··· Textabschnitt ···

Rund 30.000 Bücher nennt der italienische Schriftsteller und weltweit operierendem Büchersammler Umberto Eco, sein Eigen. Nun bringt ein deutscher Verlag eine dreiteilige Sammlung von Aufsätzen, Reden und Vorworten heraus.

Von Wolfram Schütte |
    Je prekärer die Zukunft des Buchs als Leitfossil des Gutenbergzeitalter zu werden scheint, desto emphatischer fallen die Weck-, Warn- und Nachrufe aus, die ihm laufend während der Chronik seines elektronisch angekündigten Todes gewidmet werden. Man könnte schon eine veritable Bibliothek mit allen jenen Büchern der letzten Jahre zusammenstellen, die sich autosuggestiv und selbstreflexiv mit dem Buch und seiner Geschichte oder dem drohenden Schwund der Kulturtechnik des Lesens beschäftigen.

    Es muss nicht gleich eine in einem ehemaligen Hotel untergebrachte Bibliothek von 30.000 Bänden sein, wie sie der italienische Semiotik-Professor, Bestseller-Romancier und politische Essayist Umberto Eco stolz sein eigen nennt, um immer seltener mit der Frage konfrontiert zu werden: "Haben Sie die alle gelesen?"

···

Schreiben Sie aus dem Text über Umberto Eco die Stelle zwischen „Von Wolfram Schütte“ und „des Lesens beschäftigen.“ einschließlich wortgetreu ab. Das Material stammt aus einer anderen Quelle als der Text.

··· Material ···

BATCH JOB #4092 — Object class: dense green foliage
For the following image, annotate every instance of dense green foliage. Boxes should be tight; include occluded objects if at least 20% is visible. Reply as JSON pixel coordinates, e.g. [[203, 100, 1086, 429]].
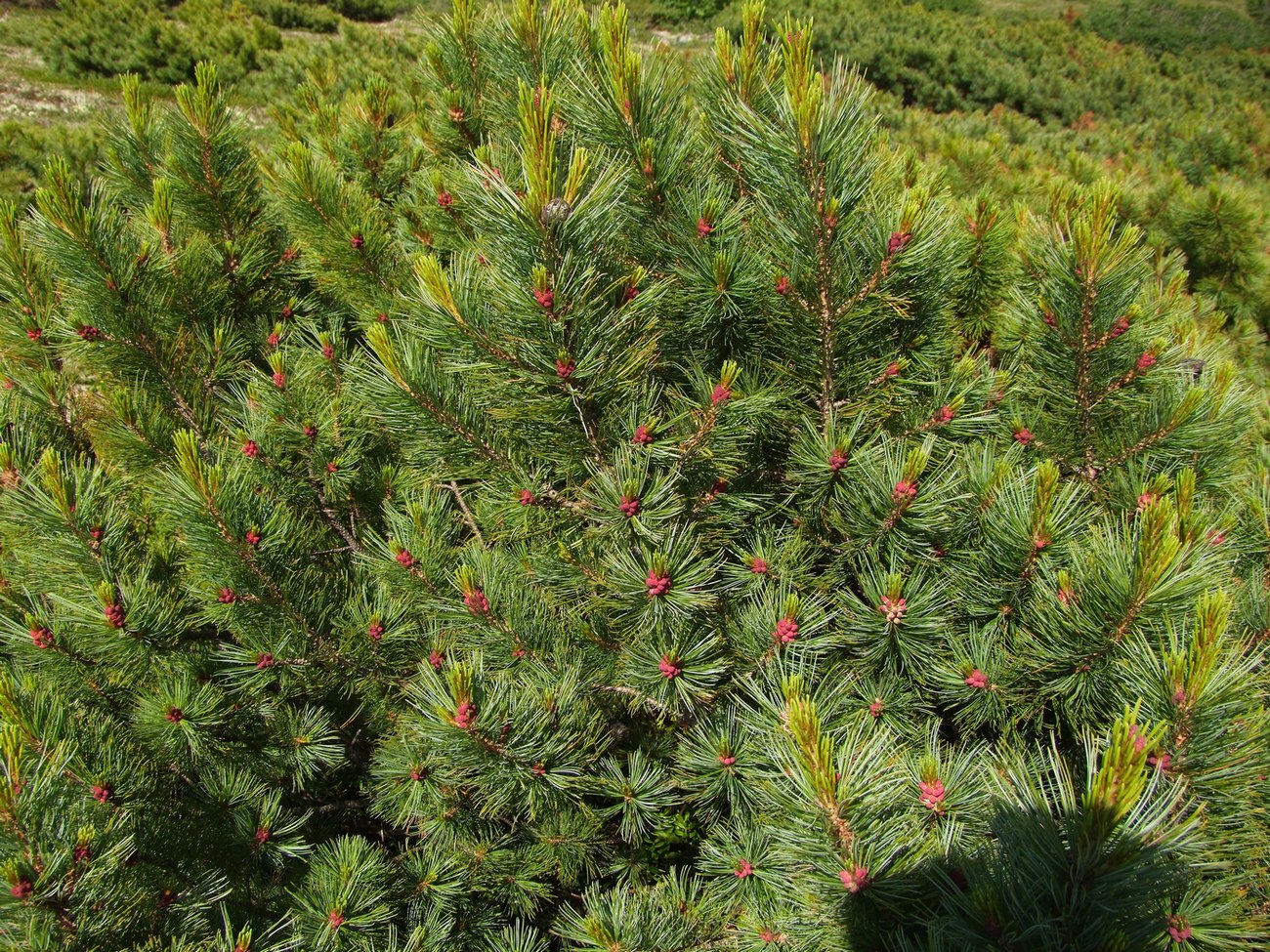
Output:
[[1083, 0, 1270, 56], [0, 1, 1270, 952]]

···

Lösung »
Von Wolfram Schütte |
    Je prekärer die Zukunft des Buchs als Leitfossil des Gutenbergzeitalter zu werden scheint, desto emphatischer fallen die Weck-, Warn- und Nachrufe aus, die ihm laufend während der Chronik seines elektronisch angekündigten Todes gewidmet werden. Man könnte schon eine veritable Bibliothek mit allen jenen Büchern der letzten Jahre zusammenstellen, die sich autosuggestiv und selbstreflexiv mit dem Buch und seiner Geschichte oder dem drohenden Schwund der Kulturtechnik des Lesens beschäftigen.